Saved records
________________________________________
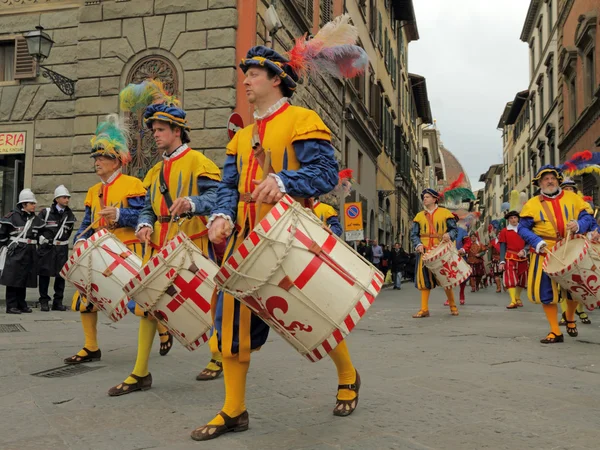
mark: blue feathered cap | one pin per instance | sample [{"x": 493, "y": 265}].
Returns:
[
  {"x": 165, "y": 113},
  {"x": 268, "y": 58},
  {"x": 547, "y": 169},
  {"x": 434, "y": 194}
]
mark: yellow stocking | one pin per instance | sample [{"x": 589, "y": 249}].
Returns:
[
  {"x": 551, "y": 314},
  {"x": 346, "y": 371},
  {"x": 425, "y": 299},
  {"x": 235, "y": 388},
  {"x": 145, "y": 339},
  {"x": 162, "y": 330},
  {"x": 89, "y": 323},
  {"x": 513, "y": 295},
  {"x": 213, "y": 343}
]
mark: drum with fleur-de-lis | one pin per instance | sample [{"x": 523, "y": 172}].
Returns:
[{"x": 449, "y": 268}]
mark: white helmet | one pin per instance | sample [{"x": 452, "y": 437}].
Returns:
[
  {"x": 61, "y": 191},
  {"x": 26, "y": 196}
]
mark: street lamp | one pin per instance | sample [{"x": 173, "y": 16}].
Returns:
[{"x": 39, "y": 45}]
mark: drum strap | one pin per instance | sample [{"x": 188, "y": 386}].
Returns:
[
  {"x": 549, "y": 215},
  {"x": 164, "y": 188}
]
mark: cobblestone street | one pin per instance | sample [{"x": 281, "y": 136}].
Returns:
[{"x": 480, "y": 380}]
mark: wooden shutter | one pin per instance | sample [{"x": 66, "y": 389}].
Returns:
[{"x": 24, "y": 63}]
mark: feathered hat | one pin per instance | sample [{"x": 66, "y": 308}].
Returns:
[
  {"x": 457, "y": 192},
  {"x": 152, "y": 100},
  {"x": 332, "y": 51},
  {"x": 112, "y": 139},
  {"x": 548, "y": 168},
  {"x": 517, "y": 200}
]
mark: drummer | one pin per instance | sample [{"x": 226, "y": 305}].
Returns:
[
  {"x": 303, "y": 166},
  {"x": 569, "y": 184},
  {"x": 545, "y": 220},
  {"x": 181, "y": 188},
  {"x": 424, "y": 238},
  {"x": 115, "y": 204}
]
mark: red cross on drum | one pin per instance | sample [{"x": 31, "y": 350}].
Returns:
[
  {"x": 320, "y": 287},
  {"x": 99, "y": 268},
  {"x": 176, "y": 286}
]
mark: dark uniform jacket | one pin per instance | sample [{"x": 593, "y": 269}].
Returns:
[
  {"x": 54, "y": 254},
  {"x": 20, "y": 268}
]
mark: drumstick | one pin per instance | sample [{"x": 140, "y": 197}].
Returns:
[
  {"x": 266, "y": 166},
  {"x": 89, "y": 228}
]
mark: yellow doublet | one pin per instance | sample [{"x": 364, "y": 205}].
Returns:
[
  {"x": 181, "y": 174},
  {"x": 324, "y": 212},
  {"x": 566, "y": 207},
  {"x": 432, "y": 226},
  {"x": 115, "y": 194},
  {"x": 278, "y": 133}
]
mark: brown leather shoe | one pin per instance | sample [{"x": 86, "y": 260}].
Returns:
[
  {"x": 208, "y": 374},
  {"x": 141, "y": 384},
  {"x": 344, "y": 408},
  {"x": 208, "y": 432}
]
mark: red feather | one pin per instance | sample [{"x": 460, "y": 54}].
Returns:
[{"x": 346, "y": 173}]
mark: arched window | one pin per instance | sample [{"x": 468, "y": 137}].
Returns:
[{"x": 143, "y": 150}]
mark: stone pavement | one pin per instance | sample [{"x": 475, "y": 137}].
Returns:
[{"x": 478, "y": 381}]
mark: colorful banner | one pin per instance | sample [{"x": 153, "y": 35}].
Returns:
[{"x": 11, "y": 143}]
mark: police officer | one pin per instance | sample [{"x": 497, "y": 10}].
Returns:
[
  {"x": 19, "y": 233},
  {"x": 53, "y": 254}
]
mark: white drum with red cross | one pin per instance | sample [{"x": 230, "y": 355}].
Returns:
[
  {"x": 301, "y": 279},
  {"x": 449, "y": 268},
  {"x": 176, "y": 287},
  {"x": 99, "y": 268},
  {"x": 575, "y": 265}
]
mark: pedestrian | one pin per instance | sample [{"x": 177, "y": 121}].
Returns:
[
  {"x": 377, "y": 254},
  {"x": 53, "y": 254},
  {"x": 19, "y": 233},
  {"x": 399, "y": 260},
  {"x": 300, "y": 142}
]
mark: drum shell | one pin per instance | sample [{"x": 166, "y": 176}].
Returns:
[
  {"x": 317, "y": 290},
  {"x": 167, "y": 286},
  {"x": 89, "y": 270}
]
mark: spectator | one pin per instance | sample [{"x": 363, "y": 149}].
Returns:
[
  {"x": 400, "y": 260},
  {"x": 19, "y": 232},
  {"x": 377, "y": 254}
]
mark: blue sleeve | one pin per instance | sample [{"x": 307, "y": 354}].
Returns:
[
  {"x": 318, "y": 173},
  {"x": 415, "y": 235},
  {"x": 86, "y": 222},
  {"x": 205, "y": 202},
  {"x": 524, "y": 230},
  {"x": 128, "y": 217},
  {"x": 227, "y": 193},
  {"x": 586, "y": 222},
  {"x": 452, "y": 228},
  {"x": 147, "y": 213},
  {"x": 334, "y": 225}
]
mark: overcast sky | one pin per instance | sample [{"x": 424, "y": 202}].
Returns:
[{"x": 474, "y": 62}]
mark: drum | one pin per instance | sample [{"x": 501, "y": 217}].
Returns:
[
  {"x": 176, "y": 286},
  {"x": 302, "y": 280},
  {"x": 574, "y": 264},
  {"x": 99, "y": 268},
  {"x": 449, "y": 268}
]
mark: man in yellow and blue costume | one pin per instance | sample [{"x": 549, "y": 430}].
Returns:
[
  {"x": 303, "y": 165},
  {"x": 545, "y": 220},
  {"x": 431, "y": 227},
  {"x": 187, "y": 187},
  {"x": 114, "y": 203}
]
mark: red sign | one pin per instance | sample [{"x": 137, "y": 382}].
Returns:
[{"x": 234, "y": 124}]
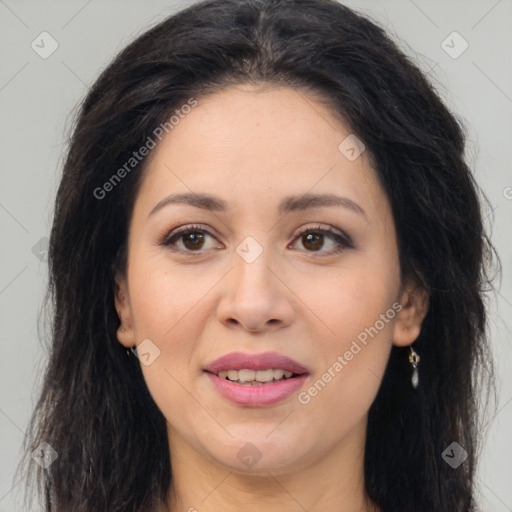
________________________________________
State how many lines in the listing above contain the string "feathered". Give only the number.

2